== What is needed ==
Starting with the line containing "Could you point to the green" and going on through the end of the records, write every line out again, requests included. Scale each coordinate in the answers by 1.3 and round to whole numbers, with halves rounding up, but leave the numbers in the requests and their layout samples unchanged.

+++ Given entries +++

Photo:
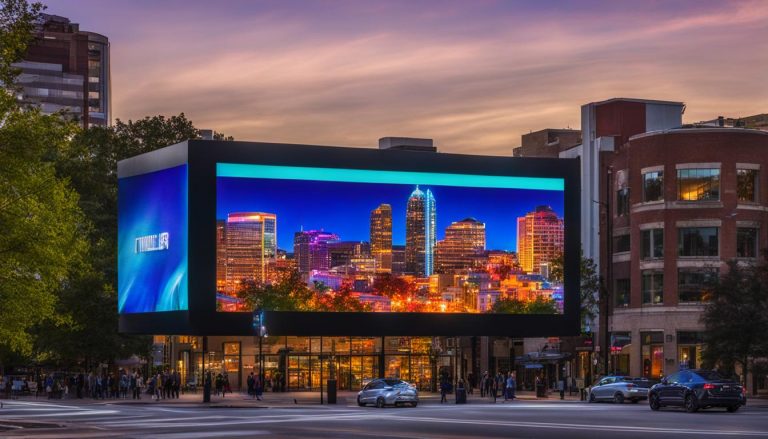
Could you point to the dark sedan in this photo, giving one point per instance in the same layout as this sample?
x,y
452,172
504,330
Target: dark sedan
x,y
697,389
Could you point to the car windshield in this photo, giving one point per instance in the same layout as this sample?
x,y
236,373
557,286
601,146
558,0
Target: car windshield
x,y
709,375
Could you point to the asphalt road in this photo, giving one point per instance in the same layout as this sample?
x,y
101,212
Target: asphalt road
x,y
518,419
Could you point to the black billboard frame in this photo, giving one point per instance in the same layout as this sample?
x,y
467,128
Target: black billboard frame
x,y
201,318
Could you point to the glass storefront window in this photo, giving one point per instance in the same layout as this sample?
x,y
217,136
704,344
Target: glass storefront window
x,y
689,348
652,350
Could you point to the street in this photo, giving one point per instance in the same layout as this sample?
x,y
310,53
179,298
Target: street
x,y
480,418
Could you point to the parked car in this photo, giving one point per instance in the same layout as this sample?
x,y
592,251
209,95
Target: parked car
x,y
619,389
697,389
388,391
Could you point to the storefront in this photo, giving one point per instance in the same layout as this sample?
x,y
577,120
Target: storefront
x,y
303,363
652,353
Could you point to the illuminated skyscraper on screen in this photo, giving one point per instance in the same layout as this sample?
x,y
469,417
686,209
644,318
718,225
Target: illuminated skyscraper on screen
x,y
462,247
251,248
310,250
540,237
420,228
381,237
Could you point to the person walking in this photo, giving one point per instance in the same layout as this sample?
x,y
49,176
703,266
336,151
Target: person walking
x,y
443,390
250,386
258,387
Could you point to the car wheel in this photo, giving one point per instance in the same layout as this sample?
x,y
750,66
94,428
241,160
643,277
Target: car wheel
x,y
653,402
691,405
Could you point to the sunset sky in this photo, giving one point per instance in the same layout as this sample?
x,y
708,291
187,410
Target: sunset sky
x,y
473,75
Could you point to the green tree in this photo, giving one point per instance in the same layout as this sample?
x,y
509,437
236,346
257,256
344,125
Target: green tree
x,y
289,293
589,288
42,226
736,318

+++

== Completed task ==
Could you point to the green tree in this photo, giving one point per instance in the same layout as this sample?
x,y
509,437
236,346
257,256
344,125
Target: green tree
x,y
376,381
766,374
55,294
957,413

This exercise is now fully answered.